**Source text:**
Investigative reporting: Gone the way of the typewriter?

August 22, 2012

Ah, local TV news. Weather, sports, ambulance chasing. No real reporting, right?

Not so fast.

Amid growing attention to a small indigenous community in southeastern Nevada whose health and traditional practices have been devastated by pollution spewed from a nearly 50-year-old coal-fired power plant near their homes, NBC affiliate News 3 in Las Vegas wanted in on the Moapa Paiutes story this summer as well.

News 3 got in — and promptly got hit with an all-out blitz by the plant owner’s PR team to manipulate their coverage.

Reporter Reed Cowen wasn’t cowed.

After airing interviews with residents in Part 1, Cowen exposed the company’s PR tactics in Part 2, highlighting their heavy-handed emails on screen. “NV Energy [the plant owner] discouraged our cameraman from coming in for the first part of our meeting, so I rolled with my iphone,” Cowan tells viewers.

What is this, “The Wire?”

**Material provided:**
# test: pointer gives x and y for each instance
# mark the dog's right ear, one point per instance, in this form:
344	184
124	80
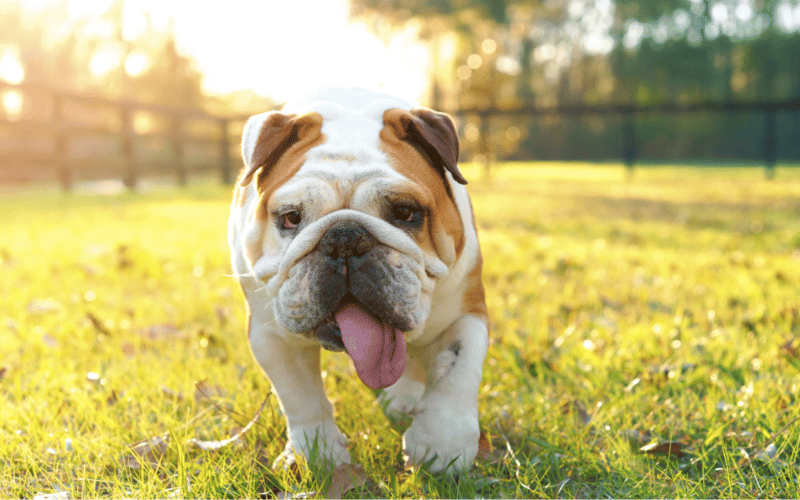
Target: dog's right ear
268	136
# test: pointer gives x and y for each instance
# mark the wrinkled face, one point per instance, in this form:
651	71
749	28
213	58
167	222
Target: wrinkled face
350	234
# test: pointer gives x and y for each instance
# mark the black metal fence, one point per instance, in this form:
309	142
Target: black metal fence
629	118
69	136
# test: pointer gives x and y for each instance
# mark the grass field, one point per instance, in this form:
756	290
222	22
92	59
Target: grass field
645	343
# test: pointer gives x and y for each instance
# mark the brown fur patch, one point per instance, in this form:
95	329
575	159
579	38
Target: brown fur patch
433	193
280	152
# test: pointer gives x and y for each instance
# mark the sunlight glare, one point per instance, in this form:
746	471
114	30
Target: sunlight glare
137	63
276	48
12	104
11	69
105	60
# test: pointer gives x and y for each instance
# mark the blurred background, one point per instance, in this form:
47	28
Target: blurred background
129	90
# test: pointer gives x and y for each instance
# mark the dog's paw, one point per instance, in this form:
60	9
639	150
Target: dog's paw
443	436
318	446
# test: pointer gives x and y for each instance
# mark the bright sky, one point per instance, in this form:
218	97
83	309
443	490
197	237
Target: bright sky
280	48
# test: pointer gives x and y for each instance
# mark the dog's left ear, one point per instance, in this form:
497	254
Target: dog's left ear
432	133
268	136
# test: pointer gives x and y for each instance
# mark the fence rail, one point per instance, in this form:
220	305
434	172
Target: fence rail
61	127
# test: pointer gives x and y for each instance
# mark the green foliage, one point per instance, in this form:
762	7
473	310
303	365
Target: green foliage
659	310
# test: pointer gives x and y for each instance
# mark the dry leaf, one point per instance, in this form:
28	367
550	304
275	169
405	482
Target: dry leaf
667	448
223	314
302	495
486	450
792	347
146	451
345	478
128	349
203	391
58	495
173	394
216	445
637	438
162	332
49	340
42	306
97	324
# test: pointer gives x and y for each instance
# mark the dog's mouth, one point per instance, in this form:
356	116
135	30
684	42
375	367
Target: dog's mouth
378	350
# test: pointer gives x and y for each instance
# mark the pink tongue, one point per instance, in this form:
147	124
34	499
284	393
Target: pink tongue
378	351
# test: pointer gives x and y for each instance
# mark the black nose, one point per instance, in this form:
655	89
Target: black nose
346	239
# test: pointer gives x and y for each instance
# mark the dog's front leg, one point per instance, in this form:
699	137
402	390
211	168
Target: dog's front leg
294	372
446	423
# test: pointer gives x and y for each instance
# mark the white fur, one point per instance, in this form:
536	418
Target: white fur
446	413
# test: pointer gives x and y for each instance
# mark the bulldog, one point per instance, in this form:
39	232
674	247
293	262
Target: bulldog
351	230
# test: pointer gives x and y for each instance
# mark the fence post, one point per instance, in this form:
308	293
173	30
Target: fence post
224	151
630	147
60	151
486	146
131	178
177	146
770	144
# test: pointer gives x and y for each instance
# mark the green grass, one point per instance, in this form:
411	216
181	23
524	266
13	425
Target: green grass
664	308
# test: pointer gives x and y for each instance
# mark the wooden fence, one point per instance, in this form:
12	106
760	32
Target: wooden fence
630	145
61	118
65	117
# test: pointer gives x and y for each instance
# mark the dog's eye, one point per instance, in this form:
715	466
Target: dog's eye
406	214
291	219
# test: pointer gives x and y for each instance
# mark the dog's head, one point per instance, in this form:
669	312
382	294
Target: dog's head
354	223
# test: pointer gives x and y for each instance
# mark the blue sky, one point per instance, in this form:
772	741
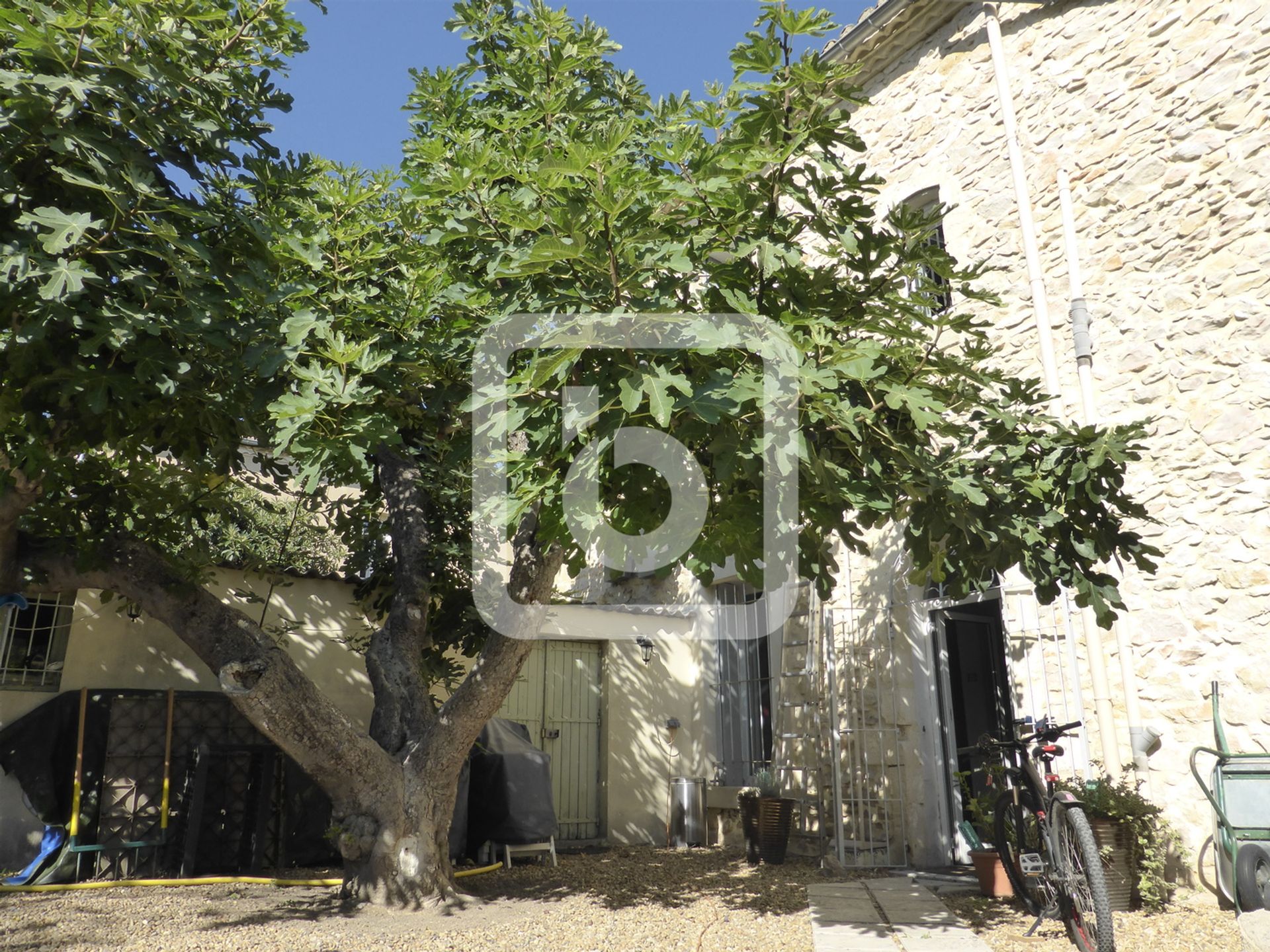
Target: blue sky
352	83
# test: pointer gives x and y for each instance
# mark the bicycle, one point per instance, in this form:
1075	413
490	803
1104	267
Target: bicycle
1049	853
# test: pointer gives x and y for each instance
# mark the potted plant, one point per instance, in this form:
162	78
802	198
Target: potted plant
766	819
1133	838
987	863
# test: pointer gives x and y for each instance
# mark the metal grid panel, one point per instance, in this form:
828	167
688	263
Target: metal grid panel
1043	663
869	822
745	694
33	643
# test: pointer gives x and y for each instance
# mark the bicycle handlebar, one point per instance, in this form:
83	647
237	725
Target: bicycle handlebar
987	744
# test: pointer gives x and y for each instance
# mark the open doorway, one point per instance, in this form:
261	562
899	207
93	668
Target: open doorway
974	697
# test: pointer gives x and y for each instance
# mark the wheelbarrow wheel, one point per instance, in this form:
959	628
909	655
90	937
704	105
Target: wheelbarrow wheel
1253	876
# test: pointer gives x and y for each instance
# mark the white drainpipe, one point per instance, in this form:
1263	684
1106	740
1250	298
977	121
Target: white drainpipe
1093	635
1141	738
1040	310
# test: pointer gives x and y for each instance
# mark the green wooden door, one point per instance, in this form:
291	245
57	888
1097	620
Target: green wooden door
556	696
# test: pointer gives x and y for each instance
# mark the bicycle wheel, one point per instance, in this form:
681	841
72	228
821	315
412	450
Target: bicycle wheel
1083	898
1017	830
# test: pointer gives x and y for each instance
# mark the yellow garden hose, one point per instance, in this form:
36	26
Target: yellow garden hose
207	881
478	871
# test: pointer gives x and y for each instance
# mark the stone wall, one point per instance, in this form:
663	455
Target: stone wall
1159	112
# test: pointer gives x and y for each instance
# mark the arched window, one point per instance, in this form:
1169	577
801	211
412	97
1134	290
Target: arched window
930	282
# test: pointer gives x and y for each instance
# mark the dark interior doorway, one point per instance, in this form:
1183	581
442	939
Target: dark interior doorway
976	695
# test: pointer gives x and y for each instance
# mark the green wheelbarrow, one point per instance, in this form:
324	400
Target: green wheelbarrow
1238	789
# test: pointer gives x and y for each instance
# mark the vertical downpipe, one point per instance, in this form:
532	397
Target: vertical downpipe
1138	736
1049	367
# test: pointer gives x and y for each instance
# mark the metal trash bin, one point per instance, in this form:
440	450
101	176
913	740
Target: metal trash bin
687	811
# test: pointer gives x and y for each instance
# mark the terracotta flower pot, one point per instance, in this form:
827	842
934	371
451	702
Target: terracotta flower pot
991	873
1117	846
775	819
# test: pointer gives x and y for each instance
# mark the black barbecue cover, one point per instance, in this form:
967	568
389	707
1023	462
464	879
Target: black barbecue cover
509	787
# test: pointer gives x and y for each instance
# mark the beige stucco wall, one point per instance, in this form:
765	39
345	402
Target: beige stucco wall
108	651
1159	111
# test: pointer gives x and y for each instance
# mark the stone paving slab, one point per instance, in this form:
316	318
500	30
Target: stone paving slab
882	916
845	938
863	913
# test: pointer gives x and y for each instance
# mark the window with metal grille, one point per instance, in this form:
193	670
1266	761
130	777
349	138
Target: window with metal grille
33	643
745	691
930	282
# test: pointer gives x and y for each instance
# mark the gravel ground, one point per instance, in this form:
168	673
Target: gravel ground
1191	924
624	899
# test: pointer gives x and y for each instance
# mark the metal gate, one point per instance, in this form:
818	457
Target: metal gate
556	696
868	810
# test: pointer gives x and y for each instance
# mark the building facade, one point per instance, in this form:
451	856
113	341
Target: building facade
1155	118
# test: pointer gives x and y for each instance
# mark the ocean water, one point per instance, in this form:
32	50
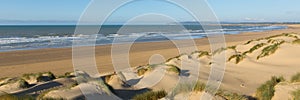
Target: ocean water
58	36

**Required action:** Pick up the piece on investigative reporting and the Moapa Paiutes story right after its last line and keep writing. The material comes from a different source than the text.

**Task output:**
Clearly annoyed with NV Energy’s campaign to whitewash his reporting (the company’s PR escort at the plant actually steps in at one point to “suggest” a change in his line of questioning), Cowen decides to test the company’s claim that the coal dust that blows around the plant and onto the Maoapa Paiutes’ reservation is “safe.” He brings a sample to an independent lab, and in Part 3 airs the findings that it contains dangerous levels of arsenic, chromium, and other toxins.

“Let me share a remarkable story with you,” Grist’s David Roberts writes in his commentary on the News 3 report. “It’s about coal: the people it harms, the arrogance the industry has developed….”

Sounds like a story for good investigative journalism. And it has been – especially from local TV newsrooms.